Anti-tax initiatives proposed; Would cut back on taxing and spending in several areas
Denver Daily News
Nov. 30, 2009
Conservative citizens are standing up against taxes with an arsenal of proposed 2010 ballot initiatives that would reduce government taxing and spending.
After reviewing the three proposals – Initiatives 10, 12 and 21 – it appears the intent of the initiatives are to generally lower taxes and limit government from spending and taxing, especially in the areas of vehicles, telecommunication, income, property and government borrowing.
The Denver Daily News was hardpressed to get any of the citizen-sponsors to speak with the paper on the record about the three proposed initiatives. Most of the groups Ń Colorado Tax Reform and Limit Colorado Debt Ń referred the paper to their respective Web sites and would not comment past the information on the sites.
All three initiatives are being pushed by anti-tax crusader Douglas Bruce, the author of the 1992 voter-approved Taxpayer's Bill of Rights, according to Pueblo Chieftain reporter Charles Ashby.

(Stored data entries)
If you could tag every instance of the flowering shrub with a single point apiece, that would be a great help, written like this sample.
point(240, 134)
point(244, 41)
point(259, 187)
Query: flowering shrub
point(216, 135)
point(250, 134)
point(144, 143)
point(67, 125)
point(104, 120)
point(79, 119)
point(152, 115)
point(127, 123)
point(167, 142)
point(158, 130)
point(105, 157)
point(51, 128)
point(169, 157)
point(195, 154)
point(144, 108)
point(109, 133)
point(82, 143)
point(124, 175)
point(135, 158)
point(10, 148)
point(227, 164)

◆ **Work order**
Render this sentence from the article on anti-tax initiatives in Spanish: "Conservative citizens are standing up against taxes with an arsenal of proposed 2010 ballot initiatives that would reduce government taxing and spending." The listing comes from a separate source.

◆ **Solution**
Los ciudadanos conservadores se están levantando contra los impuestos con un arsenal de iniciativas electorales propuestas para 2010 que reducirían los impuestos y el gasto del gobierno.